What this exercise asks:
[1] Check each statement against the post on the NSTA position on the Next Generation Science Standards, answering yes or no and quoting the deciding words. (a) Of the 17 references in the NSTA position statement, 11 were National Research Council publications. (b) The position statement cited the Journal of Research in Science Teaching. (c) The post dismisses the National Research Council publications.
[2] Pick up the post on the NSTA position on the Next Generation Science Standards after its last sentence and write the next part.

Selected excerpt:
NSTA’s Uncritical & Authoritarian Position on the Next Generation Science Standards

Written by Jack Hassard

On November 27, 2013

The National Science Teachers Association released a position statement on the Next Generation Science Standards (NGSS). 

The NSTA statement is  uncritical and authoritarian.  It granted outright compliance with the NGSS, even though there is a groundswell questioning the use of standards, the Common Core State Standards, and the Next Generation Science Standards.  Should we endorse one set of performance goals for all K-12 students in English Language Arts, Mathematics and Science?

Although the position statement includes citations from the literature of science education, of the 17 references, 11 were National Research Council publications.  There were no citations from the major peer-reviewed research publications of the science education community (such as the Journal of Research in Science Teaching, the journal Science Education, and Journal of Science Teacher Education).  This is not a dismissal of the NRC publications, but I wonder why the peer-reviewed research was ignored in the development of the position statement.

There are many years of research on the efficacy of the standards movement, and one wonders why the authors of the NSTA statement did not consult the research on standards.

Information supplied:
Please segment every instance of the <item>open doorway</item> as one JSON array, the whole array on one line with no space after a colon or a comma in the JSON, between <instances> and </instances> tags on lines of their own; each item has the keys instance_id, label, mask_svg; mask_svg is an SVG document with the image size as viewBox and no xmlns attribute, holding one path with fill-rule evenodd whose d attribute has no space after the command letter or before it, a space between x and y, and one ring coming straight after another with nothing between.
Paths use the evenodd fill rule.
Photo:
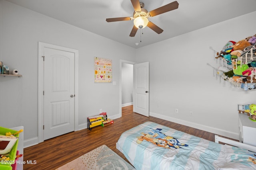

Expected results:
[1]
(a) Yes: "of the 17 references, 11 were National Research Council publications."
(b) No: "There were no citations from the major peer-reviewed research publications of the science education community (such as the Journal of Research in Science Teaching, the journal Science Education, and Journal of Science Teacher Education)."
(c) No: "This is not a dismissal of the NRC publications"

[2]
In my opinion, the 3,769 word document is a reworked version of the information that you can find on Achieve’s Next Generation Science Standards website.  The NSTA statement is divided into several sections including: Introduction, Conceptual shifts in the NGSS, Implementation of the NGSS, Declarations, Historical Background and References.  But these divisions are merely statements of compliance to the dictates of the Next Generation Science Standards documents found on the Achieve website.

Are the Science Standards brick walls for teachers and students?

Are the Science Standards brick walls for teachers and students?

For example, the introduction tells us that all students should have access to a high-quality science education that teaches the skills needed to get into college or get a job (College and Career Readiness).  This is the refrain that we have used for more than half a century to rationalize why science should be included in the curriculum.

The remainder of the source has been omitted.